--- start of Data excerpts ---

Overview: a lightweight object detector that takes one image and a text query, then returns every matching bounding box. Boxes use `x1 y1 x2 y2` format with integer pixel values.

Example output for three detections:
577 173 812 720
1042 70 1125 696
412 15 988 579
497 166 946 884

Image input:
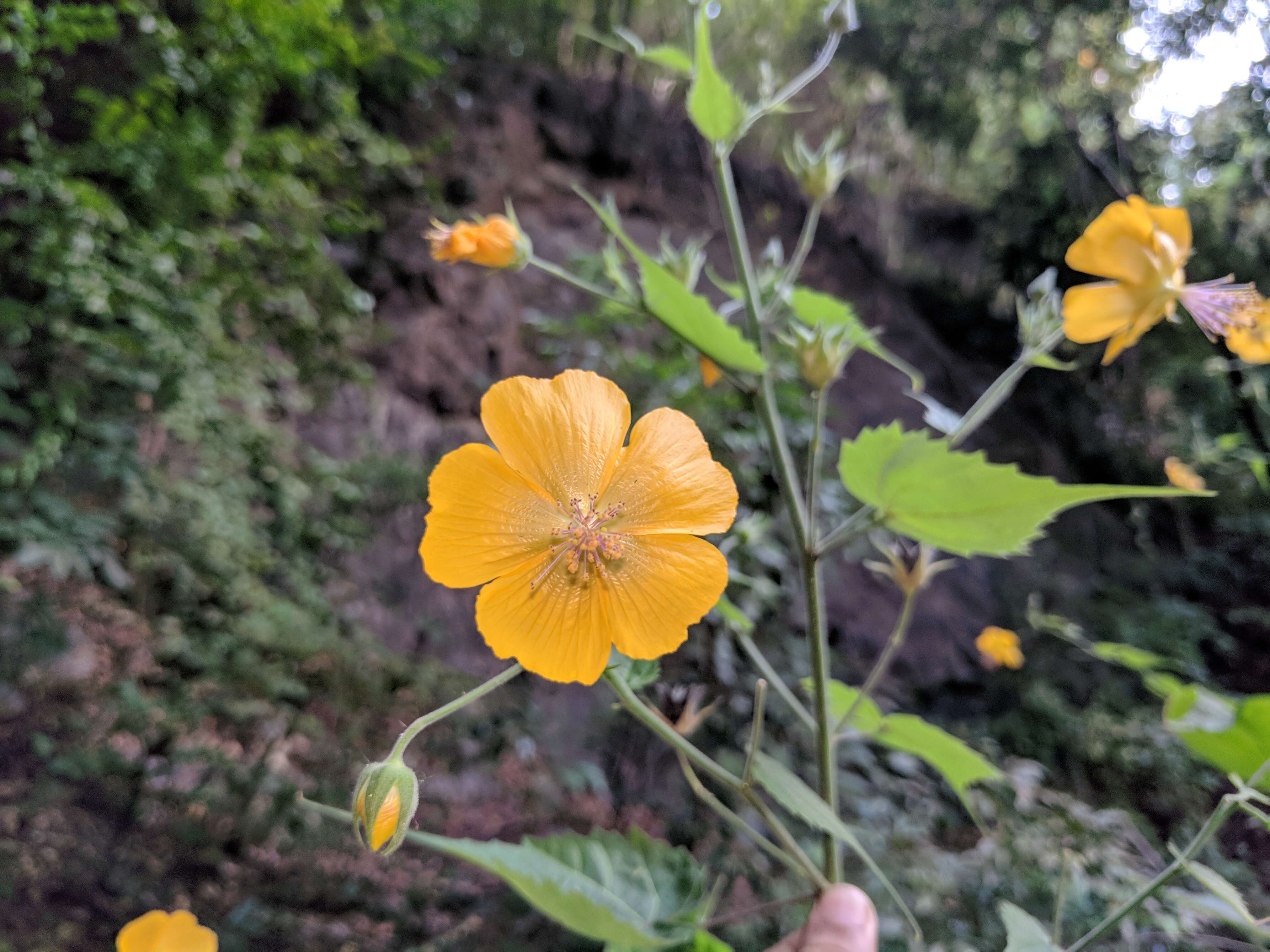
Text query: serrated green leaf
406 828 704 949
1090 641 1165 671
799 678 883 734
578 188 767 373
1165 684 1270 790
790 286 926 390
688 4 745 142
838 423 1213 557
871 715 1002 815
997 902 1060 952
755 750 922 942
640 43 692 76
715 595 755 635
608 647 662 690
1168 843 1264 925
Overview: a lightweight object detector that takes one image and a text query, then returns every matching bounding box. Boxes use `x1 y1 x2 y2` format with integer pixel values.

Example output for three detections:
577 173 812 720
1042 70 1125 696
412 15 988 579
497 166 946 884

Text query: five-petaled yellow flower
419 371 737 684
1063 195 1265 364
1165 456 1208 493
114 909 216 952
1225 307 1270 363
974 625 1024 671
425 214 532 268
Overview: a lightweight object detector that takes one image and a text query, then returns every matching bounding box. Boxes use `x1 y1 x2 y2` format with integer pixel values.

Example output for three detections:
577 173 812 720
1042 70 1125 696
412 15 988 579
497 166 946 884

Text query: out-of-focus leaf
406 828 704 949
1090 641 1165 671
578 188 767 373
790 287 926 391
755 750 922 942
997 902 1062 952
838 423 1213 557
688 4 745 143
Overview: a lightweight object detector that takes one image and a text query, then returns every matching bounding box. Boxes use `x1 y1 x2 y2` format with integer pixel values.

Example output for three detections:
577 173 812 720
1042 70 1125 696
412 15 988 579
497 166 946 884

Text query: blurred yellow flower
1225 307 1270 363
425 214 531 268
697 354 723 387
1165 456 1205 493
1063 195 1265 364
974 625 1024 671
419 371 737 684
114 909 216 952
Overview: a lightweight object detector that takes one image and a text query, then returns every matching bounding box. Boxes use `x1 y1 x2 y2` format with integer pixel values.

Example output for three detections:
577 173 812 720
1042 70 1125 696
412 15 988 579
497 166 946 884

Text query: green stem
674 750 814 881
605 671 742 793
737 632 815 730
389 663 525 760
740 678 767 787
803 552 842 882
806 387 829 551
835 591 917 734
815 505 881 558
715 155 806 550
1067 777 1270 952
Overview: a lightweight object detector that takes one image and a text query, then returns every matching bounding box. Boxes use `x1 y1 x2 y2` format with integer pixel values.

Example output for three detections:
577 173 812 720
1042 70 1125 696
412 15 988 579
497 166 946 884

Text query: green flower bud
353 760 419 855
785 130 850 202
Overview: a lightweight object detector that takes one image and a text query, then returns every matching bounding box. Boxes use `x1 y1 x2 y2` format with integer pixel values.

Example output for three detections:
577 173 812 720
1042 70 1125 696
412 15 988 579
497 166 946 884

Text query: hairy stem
737 632 815 730
835 591 917 734
389 664 525 760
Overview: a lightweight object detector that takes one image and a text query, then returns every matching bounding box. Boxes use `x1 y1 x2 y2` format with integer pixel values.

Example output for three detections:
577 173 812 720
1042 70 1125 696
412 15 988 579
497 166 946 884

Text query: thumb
798 886 878 952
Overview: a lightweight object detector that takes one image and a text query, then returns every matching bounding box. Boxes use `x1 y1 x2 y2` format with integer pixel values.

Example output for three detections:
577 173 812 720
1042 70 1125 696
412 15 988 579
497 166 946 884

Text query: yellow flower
974 625 1024 671
1225 307 1270 363
697 354 723 387
1165 456 1205 493
114 909 216 952
425 214 532 268
419 371 737 684
1063 195 1264 364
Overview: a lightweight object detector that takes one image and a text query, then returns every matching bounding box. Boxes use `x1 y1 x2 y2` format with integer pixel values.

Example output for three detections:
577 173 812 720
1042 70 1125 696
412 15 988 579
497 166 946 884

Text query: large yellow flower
1225 307 1270 363
114 909 216 952
419 371 737 684
1063 195 1262 364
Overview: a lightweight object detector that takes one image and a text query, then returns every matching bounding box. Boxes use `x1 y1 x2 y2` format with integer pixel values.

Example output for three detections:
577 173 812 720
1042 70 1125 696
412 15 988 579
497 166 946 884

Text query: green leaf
608 647 662 690
688 4 745 142
1090 641 1165 671
838 423 1213 557
755 750 922 942
799 678 883 734
715 595 755 635
406 828 704 949
871 715 1002 815
578 188 767 373
640 43 692 76
790 287 926 390
997 902 1060 952
1165 684 1270 790
1168 843 1264 925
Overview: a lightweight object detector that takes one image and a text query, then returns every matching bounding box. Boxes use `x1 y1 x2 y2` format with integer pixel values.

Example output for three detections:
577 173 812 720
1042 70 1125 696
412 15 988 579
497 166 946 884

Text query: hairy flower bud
353 760 419 855
785 130 850 202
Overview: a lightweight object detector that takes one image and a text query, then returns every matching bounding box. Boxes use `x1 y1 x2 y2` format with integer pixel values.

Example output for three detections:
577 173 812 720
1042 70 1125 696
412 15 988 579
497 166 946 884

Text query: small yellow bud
424 214 533 269
974 625 1024 671
353 760 419 855
1165 456 1208 493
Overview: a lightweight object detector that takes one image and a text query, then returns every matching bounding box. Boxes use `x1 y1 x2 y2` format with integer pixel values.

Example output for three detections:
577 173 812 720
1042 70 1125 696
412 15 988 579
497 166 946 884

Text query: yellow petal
480 371 631 506
1129 195 1191 264
1065 202 1162 284
598 407 737 536
155 911 217 952
476 557 612 684
114 909 169 952
1063 281 1150 344
603 536 728 660
419 443 568 588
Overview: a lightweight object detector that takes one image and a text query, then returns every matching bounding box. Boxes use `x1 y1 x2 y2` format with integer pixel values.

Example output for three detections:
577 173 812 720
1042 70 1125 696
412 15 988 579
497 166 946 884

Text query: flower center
530 496 626 589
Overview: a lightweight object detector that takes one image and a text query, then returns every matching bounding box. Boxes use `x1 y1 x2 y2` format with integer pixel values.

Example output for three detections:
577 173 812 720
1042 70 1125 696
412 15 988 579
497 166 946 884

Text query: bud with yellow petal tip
353 759 419 855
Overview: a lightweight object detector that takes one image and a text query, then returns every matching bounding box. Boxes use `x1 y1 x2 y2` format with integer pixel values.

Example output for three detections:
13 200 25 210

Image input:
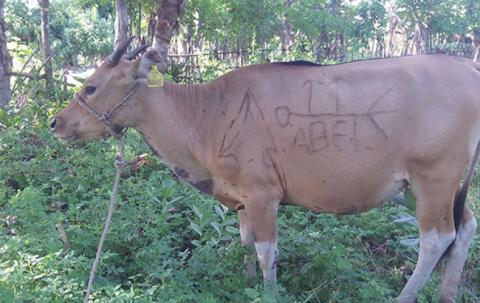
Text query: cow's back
208 55 480 213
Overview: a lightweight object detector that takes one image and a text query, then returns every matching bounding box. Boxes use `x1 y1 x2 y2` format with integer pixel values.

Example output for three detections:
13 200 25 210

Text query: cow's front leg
238 209 257 284
245 200 278 293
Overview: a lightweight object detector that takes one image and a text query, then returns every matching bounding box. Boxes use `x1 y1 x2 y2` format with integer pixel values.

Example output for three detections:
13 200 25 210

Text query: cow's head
50 39 159 141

--- end of Data excerpts ---

What is required
Collect every line of the entries above that contains the word "stem". Case counts, so uppercase and lowercase letters must match.

Correct response
Text query: green stem
Text query: hairy stem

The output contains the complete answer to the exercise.